*Selected excerpt:*

-------------------------

Seatpost is cool from a function standpoint, ( I have one on my Redline), but they always look a bit off. Does make wheelies easier though  



Keep it going, I want to see some finished pics and a ride report.





Steve


----------



## tductape (Mar 31, 2008)




----------



## tductape (Mar 31, 2008)

That's pretty much it....so far.....


----------



## AZ (Apr 14, 2009)

Like it a lot , not really feelin the seat post though .


----------



## jeff (Jan 13, 2004)

Love B72's but on there it's just wrong. A nice Uni might just make that post bearable.


----------



## tductape (Mar 31, 2008)

My impressions:
Not really big on blue, red, gold or any other anno color. A lot of this era stuff has that option though. My nicer nos next gen MKS's are gold aaak. I would feel guilty removing the anno on these parts, but we will see.

VDC bars and DK stem will end up on my prewar Schwinn. Still seeking the right priced Tuf/pro neck stem and affordable (hahahahaha) cruiser bars ...

The reason behind the layback post is, if I am going to have any chance to ride this frame at all, I need all the room in the cockpit I can create. Trying to let the layback look grow on me but it's not really happening.

I like the Maguras they will stay.
Oakley 3's fit.
Need to get the older style Suntour thumbie.
Tioga headset is a keeper.
Dig the Cook fork.
78 vintage SA drum hubs front and rear are spot on.
1.75 Ukais are sweet.
Bring on the Snakebellies (yea right, right after I find an affordable cruiser bar).
I like the B-72 and think it pulls the bike a little more toward a MTB build and less of a Cruiser. 
Suntour seat clamp is nice, i like silver. 
Sugino Cranks are proper , I wouldn't mind a nicer bottom bracket.
Those KKT rat traps are a little too ratty but proper for the era. only good price on the bike, $1 last years bike swap. Contemplating some NOS BM7's I have instead.
Winner freewheel.

Still need to find a correct rear der. Suntour Cyclone......
In researching Champions I read one mag article that said they were painted and another that said they were powdercoated. This frame lost its original paint when the mtb conversions were welded on. If I am to commit, I am thinking powdercoat. The stickers on the bike are not original and not really put on that well either. 
After that, it would be some detail work to make it look like the old picture.


----------



## ScottyMTB (Oct 26, 2005)

Echo...Too many colors. I have tried the red/blue/yellow combo. Always looked thrown together. Stem is wrong era (but you knew that). Even if you can't find a reasonably priced tuf neck, try a sugino or similar.


----------



## bmxcollector (Nov 21, 2006)

I would keep in mind the people building these up as MTB's in the day were adults. They tended to stay away from a mix of ano parts that was all the rage with the younger set. The few survivors I've seen were pretty subtle in there use of color. 

Looks like it's really coming together nice but that stem has got to go!


----------



## tductape (Mar 31, 2008)

*Tuf*

A few questions and a purchase.

Ok after staring at these things for over a year, I tuffed up and bought this one. Rider quality to me.....and mm mm silver.










Looking at a 39 tooth silver TN ring for up front also. ..

-------------------------

*Dataset excerpt:*
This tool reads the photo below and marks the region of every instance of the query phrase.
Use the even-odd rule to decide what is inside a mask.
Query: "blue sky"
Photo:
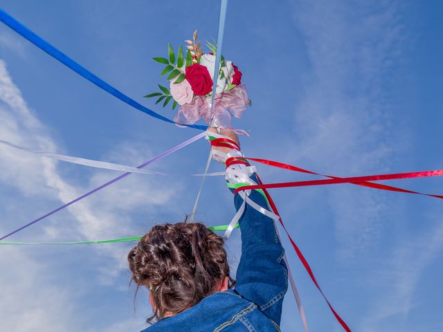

-------------------------

*What is being asked:*
Copy the part of the forum thread from "Love B72's but" to "we will see." without any changes.

*Problem solution:*
Love B72's but on there it's just wrong. A nice Uni might just make that post bearable.


----------



## tductape (Mar 31, 2008)

My impressions:
Not really big on blue, red, gold or any other anno color. A lot of this era stuff has that option though. My nicer nos next gen MKS's are gold aaak. I would feel guilty removing the anno on these parts, but we will see.